Bacaan yang Diberikan -
┄┄┄┄┄┄┄┄┄┄
Menghukum Berat Koruptor

Oleh: Rian Agung*

Kejahatan korupsi di Indonesia semakin memperhatinkan.

Sekalipun telah disuntikkan berbagai vaksin guna menghentikan dan sekaligus mengurangi lajunya, hingga memasuki tahun 2019 belum terlihat tanda-tanda praktik korupsi berkurang.

Setiap saat kita menyaksikan, Komisi Pemberantasan Korupsi (KPK), Kepolisian dan Kejaksaan menangkap dan menciduk koruptor.

Paling mutakhir di tingkat nasional adalah terciduknya Ketua Umum Partai Persatuan Pembangunan (PPP), Romahurmuziy alias Gus Romy lewat Operasi Tangkap Tangan (OTT) KPK.

OTT ini terkait dengan dugaan jual beli jabatan di lingkungan Kementerian Agama.

iklan

Di tingkat lokal, di Kabupaten Sikka, misalnya, dugaan korupsi tunjangan transportasi dan perumahan 35 anggota DPRD Sikka kian menunjukkan titik terang paska tim auditor Badan Pemeriksa Keuangan Perwakilan (BPKP) NTT melakukan audit Laporan Keuangan Pemerintah Daerah (LKPD) Kabupaten Sikka Tahun Anggaran 2018.

Menurut informasi yang beredar, terdapat temuan indikasi kerugian negara sebesar Rp3,93 Miliar.

Dari perspektif yang lebih luas, OTT atas Gus Romy dan dugaan korupsi tunjangan kerja anggota DPRD Sikka menjadi bukti betapa perilaku koruptif-primitif yang melibatkan elite dan penyelenggara pemerintahan terus berlangsung.
┄┄┄┄┄┄┄┄┄┄
Materi yang Disediakan -
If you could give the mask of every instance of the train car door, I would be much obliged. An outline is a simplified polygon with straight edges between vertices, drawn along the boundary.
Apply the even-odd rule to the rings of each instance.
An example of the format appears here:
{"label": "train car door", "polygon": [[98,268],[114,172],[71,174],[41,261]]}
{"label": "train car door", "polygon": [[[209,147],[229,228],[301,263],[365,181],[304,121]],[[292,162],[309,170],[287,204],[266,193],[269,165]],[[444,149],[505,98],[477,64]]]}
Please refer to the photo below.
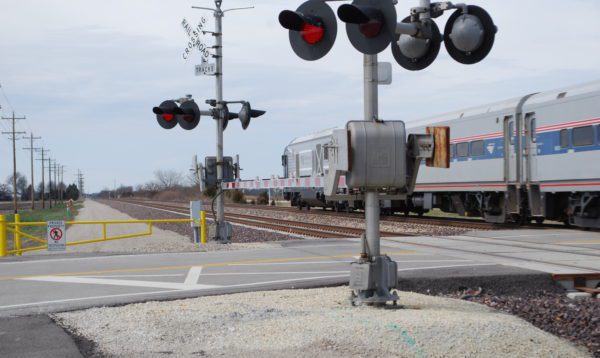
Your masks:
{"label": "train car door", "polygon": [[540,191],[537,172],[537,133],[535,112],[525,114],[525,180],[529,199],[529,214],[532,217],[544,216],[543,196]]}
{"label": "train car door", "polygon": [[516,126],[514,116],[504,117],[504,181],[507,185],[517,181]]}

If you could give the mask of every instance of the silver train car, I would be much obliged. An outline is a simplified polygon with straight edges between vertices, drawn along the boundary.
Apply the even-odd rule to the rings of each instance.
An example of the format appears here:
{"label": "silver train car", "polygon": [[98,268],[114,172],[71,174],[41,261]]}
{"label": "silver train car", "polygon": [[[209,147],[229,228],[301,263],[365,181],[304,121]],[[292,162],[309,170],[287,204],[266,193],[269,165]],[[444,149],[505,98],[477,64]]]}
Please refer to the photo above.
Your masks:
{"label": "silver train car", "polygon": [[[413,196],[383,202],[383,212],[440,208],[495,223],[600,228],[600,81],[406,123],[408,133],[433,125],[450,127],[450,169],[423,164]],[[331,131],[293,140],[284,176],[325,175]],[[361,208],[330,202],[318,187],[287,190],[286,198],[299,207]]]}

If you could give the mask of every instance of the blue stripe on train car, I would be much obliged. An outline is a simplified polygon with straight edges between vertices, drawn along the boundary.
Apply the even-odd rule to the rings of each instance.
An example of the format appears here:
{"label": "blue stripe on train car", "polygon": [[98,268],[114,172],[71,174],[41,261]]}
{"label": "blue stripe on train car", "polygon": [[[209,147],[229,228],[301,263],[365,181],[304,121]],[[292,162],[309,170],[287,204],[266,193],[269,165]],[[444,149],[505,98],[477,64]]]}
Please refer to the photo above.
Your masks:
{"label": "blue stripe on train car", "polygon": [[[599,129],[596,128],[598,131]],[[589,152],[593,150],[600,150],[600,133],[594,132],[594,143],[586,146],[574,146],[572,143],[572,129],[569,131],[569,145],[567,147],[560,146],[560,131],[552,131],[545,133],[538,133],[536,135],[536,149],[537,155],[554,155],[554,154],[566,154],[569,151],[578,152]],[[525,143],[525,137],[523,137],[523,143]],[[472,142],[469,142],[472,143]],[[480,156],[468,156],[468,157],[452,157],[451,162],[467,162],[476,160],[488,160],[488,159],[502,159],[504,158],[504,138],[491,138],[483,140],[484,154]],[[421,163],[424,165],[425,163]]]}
┄┄┄┄┄┄┄┄┄┄
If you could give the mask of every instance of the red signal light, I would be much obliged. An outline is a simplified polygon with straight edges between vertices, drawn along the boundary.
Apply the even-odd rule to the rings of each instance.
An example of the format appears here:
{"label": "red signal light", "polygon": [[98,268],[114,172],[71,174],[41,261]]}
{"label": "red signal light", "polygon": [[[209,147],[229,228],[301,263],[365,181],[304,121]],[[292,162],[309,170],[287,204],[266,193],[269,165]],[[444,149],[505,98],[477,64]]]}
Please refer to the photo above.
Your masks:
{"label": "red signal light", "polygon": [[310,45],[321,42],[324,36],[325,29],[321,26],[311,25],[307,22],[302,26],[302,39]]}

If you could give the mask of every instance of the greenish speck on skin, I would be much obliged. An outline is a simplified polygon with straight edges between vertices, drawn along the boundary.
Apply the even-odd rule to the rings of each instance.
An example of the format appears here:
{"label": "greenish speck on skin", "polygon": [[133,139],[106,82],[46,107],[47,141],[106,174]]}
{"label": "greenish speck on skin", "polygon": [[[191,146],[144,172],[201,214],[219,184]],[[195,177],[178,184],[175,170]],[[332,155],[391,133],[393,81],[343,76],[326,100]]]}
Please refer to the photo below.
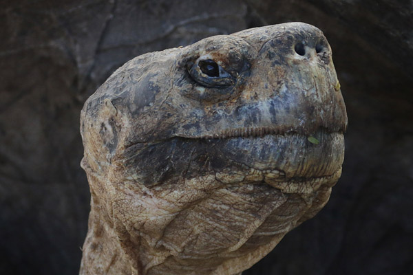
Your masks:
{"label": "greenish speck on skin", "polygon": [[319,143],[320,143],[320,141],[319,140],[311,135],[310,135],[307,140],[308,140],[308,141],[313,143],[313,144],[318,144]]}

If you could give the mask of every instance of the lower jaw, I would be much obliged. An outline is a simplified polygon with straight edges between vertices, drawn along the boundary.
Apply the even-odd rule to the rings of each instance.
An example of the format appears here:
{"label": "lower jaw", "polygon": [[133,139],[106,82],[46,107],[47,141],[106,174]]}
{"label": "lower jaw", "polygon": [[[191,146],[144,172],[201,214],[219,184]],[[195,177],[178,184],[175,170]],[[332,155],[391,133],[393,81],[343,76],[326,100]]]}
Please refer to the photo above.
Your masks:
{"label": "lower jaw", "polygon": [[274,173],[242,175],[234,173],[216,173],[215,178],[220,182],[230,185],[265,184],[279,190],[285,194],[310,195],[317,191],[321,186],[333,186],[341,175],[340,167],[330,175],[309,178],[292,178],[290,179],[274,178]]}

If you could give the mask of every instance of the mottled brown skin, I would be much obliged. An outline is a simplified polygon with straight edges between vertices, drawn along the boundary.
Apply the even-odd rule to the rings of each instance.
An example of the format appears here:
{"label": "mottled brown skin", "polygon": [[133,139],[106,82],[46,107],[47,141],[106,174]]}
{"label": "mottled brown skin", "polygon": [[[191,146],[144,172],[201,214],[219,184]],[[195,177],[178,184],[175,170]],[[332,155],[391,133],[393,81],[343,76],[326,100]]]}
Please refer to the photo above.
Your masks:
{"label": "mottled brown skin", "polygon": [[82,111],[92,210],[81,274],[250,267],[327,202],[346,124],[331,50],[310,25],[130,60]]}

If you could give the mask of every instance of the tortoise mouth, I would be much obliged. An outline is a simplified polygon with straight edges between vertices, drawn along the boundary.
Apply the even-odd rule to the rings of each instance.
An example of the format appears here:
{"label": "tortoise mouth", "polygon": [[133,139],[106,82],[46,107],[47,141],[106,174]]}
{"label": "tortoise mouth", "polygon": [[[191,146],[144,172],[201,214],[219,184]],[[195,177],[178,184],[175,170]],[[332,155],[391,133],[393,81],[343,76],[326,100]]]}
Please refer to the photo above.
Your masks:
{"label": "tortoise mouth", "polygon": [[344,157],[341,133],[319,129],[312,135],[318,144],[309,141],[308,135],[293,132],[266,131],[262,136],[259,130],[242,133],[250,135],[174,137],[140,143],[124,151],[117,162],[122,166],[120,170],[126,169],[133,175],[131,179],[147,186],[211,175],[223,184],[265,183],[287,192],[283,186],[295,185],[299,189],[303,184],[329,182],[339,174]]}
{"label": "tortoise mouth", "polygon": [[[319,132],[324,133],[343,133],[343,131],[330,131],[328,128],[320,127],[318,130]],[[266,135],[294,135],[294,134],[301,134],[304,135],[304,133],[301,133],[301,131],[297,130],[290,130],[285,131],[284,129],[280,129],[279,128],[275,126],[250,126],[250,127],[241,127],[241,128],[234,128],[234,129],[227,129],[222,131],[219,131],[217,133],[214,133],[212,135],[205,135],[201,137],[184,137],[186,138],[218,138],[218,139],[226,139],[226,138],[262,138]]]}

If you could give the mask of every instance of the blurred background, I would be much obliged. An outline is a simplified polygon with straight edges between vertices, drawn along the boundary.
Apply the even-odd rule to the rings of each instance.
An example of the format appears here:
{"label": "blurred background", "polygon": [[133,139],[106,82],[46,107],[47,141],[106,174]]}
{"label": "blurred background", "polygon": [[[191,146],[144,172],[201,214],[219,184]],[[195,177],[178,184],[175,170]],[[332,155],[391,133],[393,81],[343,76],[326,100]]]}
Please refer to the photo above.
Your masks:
┄┄┄┄┄┄┄┄┄┄
Tugas -
**1)** Dalam bacaan tentang korupsi, OTT KPK terhadap Gus Romy berkaitan dengan dugaan apa?
**2)** Tuliskan kembali bagian bacaan tentang korupsi yang dimulai dengan "Di tingkat lokal, di" dan berlanjut sampai "pemerintahan terus berlangsung.".

Jawaban Setiap Tugas -
**1)** Dugaan jual beli jabatan di lingkungan Kementerian Agama.

**2)**
Di tingkat lokal, di Kabupaten Sikka, misalnya, dugaan korupsi tunjangan transportasi dan perumahan 35 anggota DPRD Sikka kian menunjukkan titik terang paska tim auditor Badan Pemeriksa Keuangan Perwakilan (BPKP) NTT melakukan audit Laporan Keuangan Pemerintah Daerah (LKPD) Kabupaten Sikka Tahun Anggaran 2018.

Menurut informasi yang beredar, terdapat temuan indikasi kerugian negara sebesar Rp3,93 Miliar.

Dari perspektif yang lebih luas, OTT atas Gus Romy dan dugaan korupsi tunjangan kerja anggota DPRD Sikka menjadi bukti betapa perilaku koruptif-primitif yang melibatkan elite dan penyelenggara pemerintahan terus berlangsung.